Tante, troppe coincidenze che lasciano particolarmente sospetti. Neanche una settimana dopo la pubblicazione del rapporto McCarrick, ecco mettersi in moto la macchina del fango post mortem nei confronti di San Giovanni Paolo II. A dir la verità, l’accusa al pontefice polacco di aver più o meno direttamente coperto abusi sui minori non è affatto nuova. Quando, però, la campagna denigratoria arriva proprio da ambienti cattolici, allora è chiaro che l’episodio rischia di portare conseguenze molto serie per l’unità e per la credibilità della Chiesa.
Ma andiamo con ordine. Può non stupire eccessivamente che un quotidiano tutt’altro che baciapile come il New York Times, a distanza di parecchi anni, abbia sollevato dubbi sull’opportunità di canonizzare Wojtyla in tempi così rapidi. La damnatio memoriae lanciata da un giornale cattolico – sia pure di ispirazione progressista – come il National Catholic Reporter, tuttavia, rende evidente che ci troviamo di fronte a una rottura epocale. In un editoriale non firmato, pur riconoscendo a Giovanni Paolo II gli attributi di “uomo ammirevole”, la testata arriva a suggerire ai vescovi statunitensi di sospendere qualunque forma di culto lui dedicata. Il tutto in segno di rispetto verso le vittime di abusi. Qual è la colpa del grande papa polacco? Aver dato l’imprimatur nel 2000 alla nomina di monsignor Theodore Edgar McCarrick ad arcivescovo metropolita di Washington (creandolo poi cardinale nel febbraio 2001), nonostante i dossier poco rassicuranti sul suo conto. Un anno prima, il pontefice aveva effettivamente rinunciato a nominare McCarrick arcivescovo di New York, dietro consiglio del cardinale John O’Connor, allora titolare di quella stessa sede. Successivi confronti con l’allora nunzio apostolico negli USA, monsignor Agostino Cacciavillan, e con monsignor Giovanni Battista Re, ai tempi prefetto della Congregazione dei Vescovi, restituirono a Wojtyla un’immagine ripulita di McCarrick, destinato così a diventare figura chiave per l’episcopato statunitense, in fatto di nomine, di pubbliche relazioni e di orientamento generale della chiesa nordamericana, per tutto il decennio successivo.

Obiettivo:
Prosegui il brano sul caso McCarrick e le accuse a Giovanni Paolo II, riprendendo subito dopo la sua ultima frase.

Estratti di dati:

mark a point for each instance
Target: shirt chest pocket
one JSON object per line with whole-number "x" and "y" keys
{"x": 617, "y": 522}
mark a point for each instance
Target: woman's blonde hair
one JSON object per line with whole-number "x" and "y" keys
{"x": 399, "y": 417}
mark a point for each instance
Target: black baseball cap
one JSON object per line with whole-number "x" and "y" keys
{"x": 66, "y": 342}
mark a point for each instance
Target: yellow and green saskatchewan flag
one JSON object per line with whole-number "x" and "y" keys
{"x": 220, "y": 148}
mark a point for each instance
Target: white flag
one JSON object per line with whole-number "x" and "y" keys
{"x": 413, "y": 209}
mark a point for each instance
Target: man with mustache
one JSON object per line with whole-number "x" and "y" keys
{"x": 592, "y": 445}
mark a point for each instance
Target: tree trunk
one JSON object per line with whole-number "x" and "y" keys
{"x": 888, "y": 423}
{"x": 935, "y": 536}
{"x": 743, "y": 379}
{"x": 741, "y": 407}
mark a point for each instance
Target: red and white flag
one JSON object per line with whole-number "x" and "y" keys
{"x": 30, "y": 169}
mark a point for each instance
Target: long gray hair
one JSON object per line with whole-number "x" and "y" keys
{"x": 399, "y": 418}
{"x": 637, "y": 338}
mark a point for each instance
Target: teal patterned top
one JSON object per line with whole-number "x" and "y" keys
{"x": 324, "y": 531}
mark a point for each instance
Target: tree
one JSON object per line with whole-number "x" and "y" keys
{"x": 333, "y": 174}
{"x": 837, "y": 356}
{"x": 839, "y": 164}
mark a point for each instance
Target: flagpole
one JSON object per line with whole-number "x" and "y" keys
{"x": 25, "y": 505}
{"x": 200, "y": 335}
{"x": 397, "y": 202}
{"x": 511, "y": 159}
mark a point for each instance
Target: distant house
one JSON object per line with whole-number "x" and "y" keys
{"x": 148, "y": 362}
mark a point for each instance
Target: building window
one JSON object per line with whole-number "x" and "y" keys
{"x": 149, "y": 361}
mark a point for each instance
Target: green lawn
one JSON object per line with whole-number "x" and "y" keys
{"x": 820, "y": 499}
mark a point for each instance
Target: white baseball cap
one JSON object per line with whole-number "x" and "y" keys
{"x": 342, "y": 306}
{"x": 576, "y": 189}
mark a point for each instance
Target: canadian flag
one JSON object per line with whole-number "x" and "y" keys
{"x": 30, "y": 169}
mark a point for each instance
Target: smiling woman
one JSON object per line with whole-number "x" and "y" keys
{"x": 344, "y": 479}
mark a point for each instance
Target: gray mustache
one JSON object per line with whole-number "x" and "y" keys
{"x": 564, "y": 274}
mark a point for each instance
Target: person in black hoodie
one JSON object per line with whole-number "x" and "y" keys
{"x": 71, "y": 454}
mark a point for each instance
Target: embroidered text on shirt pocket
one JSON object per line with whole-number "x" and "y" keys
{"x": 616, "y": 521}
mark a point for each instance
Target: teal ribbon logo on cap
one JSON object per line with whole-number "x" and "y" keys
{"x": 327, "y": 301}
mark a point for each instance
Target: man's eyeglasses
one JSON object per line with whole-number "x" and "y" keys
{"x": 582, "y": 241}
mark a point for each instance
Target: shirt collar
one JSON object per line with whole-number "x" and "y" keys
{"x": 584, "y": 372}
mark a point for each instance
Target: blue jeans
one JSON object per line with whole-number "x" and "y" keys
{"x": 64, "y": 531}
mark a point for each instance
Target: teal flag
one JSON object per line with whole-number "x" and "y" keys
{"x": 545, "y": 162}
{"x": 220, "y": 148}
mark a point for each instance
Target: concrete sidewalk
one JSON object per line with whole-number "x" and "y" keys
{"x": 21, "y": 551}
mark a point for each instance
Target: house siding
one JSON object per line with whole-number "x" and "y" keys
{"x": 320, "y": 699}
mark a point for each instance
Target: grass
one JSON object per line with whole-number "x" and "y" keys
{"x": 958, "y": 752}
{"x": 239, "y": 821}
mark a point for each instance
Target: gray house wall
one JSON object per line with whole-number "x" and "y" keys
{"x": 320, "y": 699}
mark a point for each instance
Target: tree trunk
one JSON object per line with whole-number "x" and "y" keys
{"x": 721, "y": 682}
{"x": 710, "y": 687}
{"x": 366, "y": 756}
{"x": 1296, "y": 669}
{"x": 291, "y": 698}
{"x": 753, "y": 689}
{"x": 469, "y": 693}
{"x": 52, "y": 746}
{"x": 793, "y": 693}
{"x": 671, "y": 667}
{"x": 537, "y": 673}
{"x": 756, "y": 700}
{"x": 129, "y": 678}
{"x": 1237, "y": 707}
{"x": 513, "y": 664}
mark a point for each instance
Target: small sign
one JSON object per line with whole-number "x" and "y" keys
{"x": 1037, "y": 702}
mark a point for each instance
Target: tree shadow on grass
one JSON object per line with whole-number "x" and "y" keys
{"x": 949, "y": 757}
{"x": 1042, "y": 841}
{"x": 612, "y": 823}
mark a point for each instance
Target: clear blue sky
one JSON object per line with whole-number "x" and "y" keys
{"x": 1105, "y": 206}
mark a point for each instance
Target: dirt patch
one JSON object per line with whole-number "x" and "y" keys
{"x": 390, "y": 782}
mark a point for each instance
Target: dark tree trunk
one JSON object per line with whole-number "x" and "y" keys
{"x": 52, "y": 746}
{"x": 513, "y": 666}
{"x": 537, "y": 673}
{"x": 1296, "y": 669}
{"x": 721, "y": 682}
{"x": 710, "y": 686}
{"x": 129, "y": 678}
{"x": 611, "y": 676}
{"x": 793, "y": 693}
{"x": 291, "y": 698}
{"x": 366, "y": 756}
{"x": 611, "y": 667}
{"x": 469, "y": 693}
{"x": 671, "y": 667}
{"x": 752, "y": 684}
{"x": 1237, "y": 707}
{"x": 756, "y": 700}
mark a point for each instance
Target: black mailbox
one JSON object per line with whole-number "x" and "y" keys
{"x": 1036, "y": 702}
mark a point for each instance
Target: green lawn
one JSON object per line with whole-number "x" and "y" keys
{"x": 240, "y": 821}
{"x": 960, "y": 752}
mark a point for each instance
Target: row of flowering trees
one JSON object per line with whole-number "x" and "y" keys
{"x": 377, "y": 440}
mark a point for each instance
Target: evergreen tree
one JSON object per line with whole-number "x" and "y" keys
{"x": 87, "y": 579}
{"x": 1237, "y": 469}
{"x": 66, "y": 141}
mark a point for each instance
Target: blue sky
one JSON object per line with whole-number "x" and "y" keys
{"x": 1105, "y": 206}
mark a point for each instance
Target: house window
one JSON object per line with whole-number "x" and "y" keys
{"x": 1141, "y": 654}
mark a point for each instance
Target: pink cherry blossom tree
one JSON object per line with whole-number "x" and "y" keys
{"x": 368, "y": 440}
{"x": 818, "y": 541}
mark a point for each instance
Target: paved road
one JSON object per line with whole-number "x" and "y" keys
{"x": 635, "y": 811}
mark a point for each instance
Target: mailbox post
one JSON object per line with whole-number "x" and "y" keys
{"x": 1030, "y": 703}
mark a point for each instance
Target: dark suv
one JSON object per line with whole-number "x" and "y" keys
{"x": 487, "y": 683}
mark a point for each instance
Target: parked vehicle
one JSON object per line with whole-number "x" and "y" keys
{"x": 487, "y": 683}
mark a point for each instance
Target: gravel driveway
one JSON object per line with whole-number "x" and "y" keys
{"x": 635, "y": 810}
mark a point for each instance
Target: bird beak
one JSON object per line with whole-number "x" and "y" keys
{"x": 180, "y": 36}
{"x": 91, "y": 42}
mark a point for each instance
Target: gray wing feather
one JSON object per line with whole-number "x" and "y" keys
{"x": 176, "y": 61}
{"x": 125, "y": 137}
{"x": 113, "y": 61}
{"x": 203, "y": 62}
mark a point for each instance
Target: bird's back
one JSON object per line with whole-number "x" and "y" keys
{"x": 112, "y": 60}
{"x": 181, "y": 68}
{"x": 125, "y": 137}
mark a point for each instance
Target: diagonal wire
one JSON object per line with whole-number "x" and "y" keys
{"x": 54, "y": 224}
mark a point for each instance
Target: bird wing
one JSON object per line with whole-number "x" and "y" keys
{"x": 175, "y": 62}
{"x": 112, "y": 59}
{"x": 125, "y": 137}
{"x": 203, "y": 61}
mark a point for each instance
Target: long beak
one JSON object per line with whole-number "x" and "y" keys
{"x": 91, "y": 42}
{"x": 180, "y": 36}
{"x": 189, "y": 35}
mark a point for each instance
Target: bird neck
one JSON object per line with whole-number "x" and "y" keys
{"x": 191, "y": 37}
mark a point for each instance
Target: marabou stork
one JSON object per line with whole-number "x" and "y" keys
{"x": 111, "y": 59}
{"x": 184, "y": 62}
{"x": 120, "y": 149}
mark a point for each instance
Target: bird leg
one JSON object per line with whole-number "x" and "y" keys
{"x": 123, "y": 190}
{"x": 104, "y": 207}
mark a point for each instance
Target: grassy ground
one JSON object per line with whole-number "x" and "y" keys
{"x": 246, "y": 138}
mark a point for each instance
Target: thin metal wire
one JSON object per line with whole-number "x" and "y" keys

Risultato finale:
La condotta scandalosa del cardinale McCarrick, che avrebbe continuato a viaggiare e a tenere conferenze, a dispetto della sua nomea di omosessuale impenitente e delle raccomandazioni a tenere un profilo basso da parte di Benedetto XVI, è rimasta sottotraccia per parecchi anni. La goccia che ha fatto traboccare il vaso è arrivata nel 2017, allorché, per la prima volta, giunge in Vaticano un’accusa di abusi nei confronti di un minorenne. A questo punto, la linea ‘tollerante’ di papa Francesco è venuta meno, con la destituzione di McCarrick dal cardinalato e la sua successiva riduzione allo stato laicale. Il rapporto di 461 pagine curato dalla Segreteria di Stato ridimensiona le accuse di mancata vigilanza da parte di papa Francesco ed è stato interpretato da taluni come un’implicita accusa a Giovanni Paolo II di essere il principale responsabile delle coperture sugli abusi. Il succitato editoriale del National Catholic Reporter arriva a scrivere che Wojtyla, con le sue omissioni, avrebbe “volontariamente messo a rischio bambini e giovani adulti nell’arcidiocesi di Washington e in tutto il mondo”.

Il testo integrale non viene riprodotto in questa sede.